INPUT:
● ● ● ●

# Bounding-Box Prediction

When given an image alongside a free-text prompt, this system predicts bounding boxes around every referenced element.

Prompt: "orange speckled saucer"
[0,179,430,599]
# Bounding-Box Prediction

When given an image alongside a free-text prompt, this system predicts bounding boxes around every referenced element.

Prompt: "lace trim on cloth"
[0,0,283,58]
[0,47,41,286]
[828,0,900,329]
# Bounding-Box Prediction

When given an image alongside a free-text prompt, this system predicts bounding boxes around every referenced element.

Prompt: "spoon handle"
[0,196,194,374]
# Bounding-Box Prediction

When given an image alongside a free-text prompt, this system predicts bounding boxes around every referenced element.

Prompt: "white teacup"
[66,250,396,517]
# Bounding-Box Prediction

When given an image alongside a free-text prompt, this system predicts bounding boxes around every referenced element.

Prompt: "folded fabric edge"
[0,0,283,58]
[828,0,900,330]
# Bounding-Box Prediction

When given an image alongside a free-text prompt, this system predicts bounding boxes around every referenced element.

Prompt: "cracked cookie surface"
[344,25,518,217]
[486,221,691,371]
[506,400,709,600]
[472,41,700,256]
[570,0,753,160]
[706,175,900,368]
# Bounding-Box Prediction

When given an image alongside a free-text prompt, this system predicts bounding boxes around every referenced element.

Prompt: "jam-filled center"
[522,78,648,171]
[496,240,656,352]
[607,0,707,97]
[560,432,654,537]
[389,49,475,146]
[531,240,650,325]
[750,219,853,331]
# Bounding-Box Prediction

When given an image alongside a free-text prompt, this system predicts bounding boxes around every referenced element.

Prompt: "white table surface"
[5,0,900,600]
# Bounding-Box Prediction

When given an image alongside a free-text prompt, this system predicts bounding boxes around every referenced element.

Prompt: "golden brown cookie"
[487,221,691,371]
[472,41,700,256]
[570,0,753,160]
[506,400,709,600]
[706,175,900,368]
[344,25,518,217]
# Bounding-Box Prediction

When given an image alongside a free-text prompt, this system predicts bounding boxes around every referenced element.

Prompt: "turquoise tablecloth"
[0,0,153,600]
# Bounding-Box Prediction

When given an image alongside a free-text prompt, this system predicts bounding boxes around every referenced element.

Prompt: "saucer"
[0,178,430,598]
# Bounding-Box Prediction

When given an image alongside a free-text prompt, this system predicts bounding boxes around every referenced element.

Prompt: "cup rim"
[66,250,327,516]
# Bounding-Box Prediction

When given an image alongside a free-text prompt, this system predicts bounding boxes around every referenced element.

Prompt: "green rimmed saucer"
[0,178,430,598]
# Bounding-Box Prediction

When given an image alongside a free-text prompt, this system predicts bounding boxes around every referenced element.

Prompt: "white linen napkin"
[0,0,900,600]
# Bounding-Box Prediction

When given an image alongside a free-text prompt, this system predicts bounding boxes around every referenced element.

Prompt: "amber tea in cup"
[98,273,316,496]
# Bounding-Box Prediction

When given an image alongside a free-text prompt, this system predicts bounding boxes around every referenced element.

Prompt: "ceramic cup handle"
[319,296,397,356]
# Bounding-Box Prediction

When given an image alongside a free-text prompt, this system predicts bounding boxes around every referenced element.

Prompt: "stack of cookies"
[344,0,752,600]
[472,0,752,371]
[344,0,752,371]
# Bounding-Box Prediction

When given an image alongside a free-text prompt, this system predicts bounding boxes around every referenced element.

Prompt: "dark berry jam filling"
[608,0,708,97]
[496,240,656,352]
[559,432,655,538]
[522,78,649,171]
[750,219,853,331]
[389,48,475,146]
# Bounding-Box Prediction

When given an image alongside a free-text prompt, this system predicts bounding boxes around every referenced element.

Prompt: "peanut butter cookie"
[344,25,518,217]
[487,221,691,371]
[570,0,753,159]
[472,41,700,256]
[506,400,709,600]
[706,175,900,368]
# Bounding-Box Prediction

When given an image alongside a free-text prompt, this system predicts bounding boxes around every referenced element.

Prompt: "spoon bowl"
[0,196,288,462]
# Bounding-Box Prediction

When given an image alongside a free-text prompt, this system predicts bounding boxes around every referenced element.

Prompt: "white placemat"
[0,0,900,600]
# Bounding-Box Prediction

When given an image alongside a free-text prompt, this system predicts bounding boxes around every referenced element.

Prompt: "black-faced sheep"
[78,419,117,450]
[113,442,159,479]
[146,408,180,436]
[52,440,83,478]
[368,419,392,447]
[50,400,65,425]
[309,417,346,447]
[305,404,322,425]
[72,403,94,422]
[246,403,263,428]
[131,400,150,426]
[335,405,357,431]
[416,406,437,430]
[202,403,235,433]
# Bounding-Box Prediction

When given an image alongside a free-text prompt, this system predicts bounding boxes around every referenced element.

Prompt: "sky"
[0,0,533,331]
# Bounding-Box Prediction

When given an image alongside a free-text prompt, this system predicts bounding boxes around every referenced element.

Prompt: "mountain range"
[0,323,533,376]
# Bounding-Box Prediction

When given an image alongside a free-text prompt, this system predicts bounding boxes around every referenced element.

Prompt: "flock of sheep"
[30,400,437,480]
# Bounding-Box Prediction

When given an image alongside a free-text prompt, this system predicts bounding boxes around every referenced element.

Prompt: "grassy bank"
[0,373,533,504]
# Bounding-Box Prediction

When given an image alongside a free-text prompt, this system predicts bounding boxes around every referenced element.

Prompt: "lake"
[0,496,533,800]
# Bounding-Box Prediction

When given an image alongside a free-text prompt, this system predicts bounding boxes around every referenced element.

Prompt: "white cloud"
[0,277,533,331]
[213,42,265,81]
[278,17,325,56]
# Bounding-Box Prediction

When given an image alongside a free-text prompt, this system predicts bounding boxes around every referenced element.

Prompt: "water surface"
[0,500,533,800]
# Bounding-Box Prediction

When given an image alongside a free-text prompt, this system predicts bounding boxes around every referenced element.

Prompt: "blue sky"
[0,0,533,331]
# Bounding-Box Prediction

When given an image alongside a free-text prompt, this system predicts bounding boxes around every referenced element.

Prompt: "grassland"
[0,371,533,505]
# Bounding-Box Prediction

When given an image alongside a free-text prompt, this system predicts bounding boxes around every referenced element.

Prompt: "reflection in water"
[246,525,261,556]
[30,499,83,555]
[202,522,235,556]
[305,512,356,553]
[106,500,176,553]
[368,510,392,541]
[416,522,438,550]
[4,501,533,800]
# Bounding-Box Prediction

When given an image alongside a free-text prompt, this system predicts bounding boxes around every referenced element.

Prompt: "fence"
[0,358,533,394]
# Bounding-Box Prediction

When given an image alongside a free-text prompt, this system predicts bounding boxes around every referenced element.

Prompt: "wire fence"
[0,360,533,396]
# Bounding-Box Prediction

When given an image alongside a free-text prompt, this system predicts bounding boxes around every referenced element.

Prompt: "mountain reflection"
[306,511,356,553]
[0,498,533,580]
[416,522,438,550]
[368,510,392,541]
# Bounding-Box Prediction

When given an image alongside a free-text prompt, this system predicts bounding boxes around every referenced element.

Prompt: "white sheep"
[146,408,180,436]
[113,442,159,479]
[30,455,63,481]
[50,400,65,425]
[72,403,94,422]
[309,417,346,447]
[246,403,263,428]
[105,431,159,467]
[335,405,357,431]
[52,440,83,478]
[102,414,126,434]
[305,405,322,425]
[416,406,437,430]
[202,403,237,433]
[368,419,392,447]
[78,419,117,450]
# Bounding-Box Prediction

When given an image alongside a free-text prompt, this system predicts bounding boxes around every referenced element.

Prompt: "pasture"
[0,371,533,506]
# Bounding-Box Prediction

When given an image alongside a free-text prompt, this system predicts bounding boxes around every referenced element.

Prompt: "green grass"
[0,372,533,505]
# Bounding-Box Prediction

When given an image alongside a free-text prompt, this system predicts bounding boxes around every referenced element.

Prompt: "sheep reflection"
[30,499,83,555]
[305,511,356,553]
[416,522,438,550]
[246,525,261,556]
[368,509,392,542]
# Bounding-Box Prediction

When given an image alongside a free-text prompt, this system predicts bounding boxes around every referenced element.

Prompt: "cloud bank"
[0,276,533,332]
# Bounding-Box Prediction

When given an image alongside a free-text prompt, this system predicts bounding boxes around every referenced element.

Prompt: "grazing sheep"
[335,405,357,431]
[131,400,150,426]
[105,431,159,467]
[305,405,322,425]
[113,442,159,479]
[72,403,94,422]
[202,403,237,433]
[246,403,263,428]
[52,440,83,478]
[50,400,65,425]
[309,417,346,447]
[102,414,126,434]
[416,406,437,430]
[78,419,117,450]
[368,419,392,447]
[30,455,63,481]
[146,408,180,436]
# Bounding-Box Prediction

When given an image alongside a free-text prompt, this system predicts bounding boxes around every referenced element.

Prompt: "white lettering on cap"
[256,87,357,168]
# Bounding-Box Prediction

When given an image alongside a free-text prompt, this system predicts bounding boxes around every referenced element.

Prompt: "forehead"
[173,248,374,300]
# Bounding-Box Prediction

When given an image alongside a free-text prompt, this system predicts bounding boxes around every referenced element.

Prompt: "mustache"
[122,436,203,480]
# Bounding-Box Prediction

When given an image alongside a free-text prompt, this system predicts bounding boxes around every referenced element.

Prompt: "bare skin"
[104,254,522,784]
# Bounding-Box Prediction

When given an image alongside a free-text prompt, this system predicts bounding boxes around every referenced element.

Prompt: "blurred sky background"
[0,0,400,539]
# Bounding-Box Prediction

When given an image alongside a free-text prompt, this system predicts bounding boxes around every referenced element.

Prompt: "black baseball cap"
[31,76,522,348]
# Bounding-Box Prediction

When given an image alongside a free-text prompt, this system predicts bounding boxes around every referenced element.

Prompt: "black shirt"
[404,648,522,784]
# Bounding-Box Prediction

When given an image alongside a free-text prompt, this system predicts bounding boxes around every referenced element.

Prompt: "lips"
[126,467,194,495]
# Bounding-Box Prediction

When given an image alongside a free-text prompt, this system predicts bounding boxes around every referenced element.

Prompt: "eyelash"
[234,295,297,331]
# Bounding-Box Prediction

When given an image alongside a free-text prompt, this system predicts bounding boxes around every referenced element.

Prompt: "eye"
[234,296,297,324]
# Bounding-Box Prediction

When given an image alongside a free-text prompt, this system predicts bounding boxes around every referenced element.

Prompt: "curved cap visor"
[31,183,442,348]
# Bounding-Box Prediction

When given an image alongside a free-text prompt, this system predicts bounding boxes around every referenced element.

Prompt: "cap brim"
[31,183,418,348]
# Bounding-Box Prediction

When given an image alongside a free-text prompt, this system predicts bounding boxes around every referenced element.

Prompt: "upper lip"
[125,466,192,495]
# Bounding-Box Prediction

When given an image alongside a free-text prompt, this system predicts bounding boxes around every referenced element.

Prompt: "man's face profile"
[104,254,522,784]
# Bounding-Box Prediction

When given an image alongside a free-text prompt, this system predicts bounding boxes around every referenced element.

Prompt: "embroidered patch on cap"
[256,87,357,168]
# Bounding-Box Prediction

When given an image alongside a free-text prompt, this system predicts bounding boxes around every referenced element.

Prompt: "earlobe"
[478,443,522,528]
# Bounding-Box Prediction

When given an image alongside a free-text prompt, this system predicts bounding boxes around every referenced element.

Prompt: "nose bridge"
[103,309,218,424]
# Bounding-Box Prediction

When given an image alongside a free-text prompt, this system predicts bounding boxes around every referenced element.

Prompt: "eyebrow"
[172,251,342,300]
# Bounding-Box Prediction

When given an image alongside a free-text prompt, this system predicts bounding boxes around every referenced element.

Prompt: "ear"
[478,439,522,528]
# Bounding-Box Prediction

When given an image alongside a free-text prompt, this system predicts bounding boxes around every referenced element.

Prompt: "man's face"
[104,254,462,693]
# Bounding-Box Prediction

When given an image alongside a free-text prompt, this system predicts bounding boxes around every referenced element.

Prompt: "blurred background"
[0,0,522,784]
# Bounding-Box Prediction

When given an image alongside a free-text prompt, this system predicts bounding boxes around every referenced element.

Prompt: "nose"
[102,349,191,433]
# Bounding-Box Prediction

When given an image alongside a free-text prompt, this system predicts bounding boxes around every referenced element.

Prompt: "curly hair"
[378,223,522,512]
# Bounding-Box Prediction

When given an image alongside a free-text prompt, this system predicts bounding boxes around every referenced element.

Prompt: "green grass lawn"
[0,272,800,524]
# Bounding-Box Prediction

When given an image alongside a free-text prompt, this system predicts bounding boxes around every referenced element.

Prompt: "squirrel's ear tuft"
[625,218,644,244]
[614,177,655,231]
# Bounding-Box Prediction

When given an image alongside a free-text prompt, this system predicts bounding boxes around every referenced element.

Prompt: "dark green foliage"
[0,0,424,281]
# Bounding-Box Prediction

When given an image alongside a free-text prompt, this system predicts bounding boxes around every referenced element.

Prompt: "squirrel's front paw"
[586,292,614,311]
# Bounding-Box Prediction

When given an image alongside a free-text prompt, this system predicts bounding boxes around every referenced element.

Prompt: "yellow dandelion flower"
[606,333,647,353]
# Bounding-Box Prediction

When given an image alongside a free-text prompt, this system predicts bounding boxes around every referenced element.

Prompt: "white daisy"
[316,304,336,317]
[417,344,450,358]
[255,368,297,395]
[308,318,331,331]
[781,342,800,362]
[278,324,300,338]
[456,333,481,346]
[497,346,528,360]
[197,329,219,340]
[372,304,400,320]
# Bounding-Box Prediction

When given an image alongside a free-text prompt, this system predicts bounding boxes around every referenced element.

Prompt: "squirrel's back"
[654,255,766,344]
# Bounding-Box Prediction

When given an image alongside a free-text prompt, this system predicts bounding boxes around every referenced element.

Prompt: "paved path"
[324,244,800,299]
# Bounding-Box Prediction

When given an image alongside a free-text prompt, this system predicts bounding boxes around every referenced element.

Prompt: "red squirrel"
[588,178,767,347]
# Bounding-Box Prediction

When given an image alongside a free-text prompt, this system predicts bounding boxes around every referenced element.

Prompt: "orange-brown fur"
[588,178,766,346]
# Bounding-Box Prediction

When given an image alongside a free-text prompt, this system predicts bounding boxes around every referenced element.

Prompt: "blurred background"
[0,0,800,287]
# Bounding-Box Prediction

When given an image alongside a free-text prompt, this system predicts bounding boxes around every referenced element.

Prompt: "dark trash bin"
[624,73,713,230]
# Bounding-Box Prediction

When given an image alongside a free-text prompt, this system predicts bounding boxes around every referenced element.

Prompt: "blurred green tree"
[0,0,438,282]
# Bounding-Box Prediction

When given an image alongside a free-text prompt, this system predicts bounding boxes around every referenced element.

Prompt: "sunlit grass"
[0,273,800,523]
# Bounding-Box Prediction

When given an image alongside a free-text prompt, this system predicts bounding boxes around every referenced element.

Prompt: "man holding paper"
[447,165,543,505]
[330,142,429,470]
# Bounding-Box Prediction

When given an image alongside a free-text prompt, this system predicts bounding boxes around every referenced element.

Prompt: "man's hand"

● ● ● ●

GIVEN REQUEST:
Could you render the stretch of the listing from its first line through the line containing "[66,250,396,517]", both ends included, as a JSON list of strings with one string per line and blank lines omitted?

SOLUTION:
[
  "# Bounding-Box Prediction",
  "When given an image alongside a free-text prompt, this system predicts bounding boxes around every referenced element.",
  "Prompt: \"orange speckled saucer\"",
  "[0,179,430,599]",
  "# Bounding-Box Prediction",
  "When given an image alongside a free-text prompt, this system predicts bounding boxes around every referenced element.",
  "Prompt: \"lace trim on cloth\"",
  "[0,0,283,58]",
  "[0,47,41,286]",
  "[828,0,900,329]",
  "# Bounding-Box Prediction",
  "When given an image alongside a free-text prompt, this system predicts bounding boxes around every referenced element.",
  "Prompt: \"spoon handle\"",
  "[0,196,194,374]",
  "# Bounding-Box Prediction",
  "When given an image alongside a free-text prompt, this system predicts bounding boxes around every referenced element.",
  "Prompt: \"white teacup\"",
  "[66,250,396,517]"
]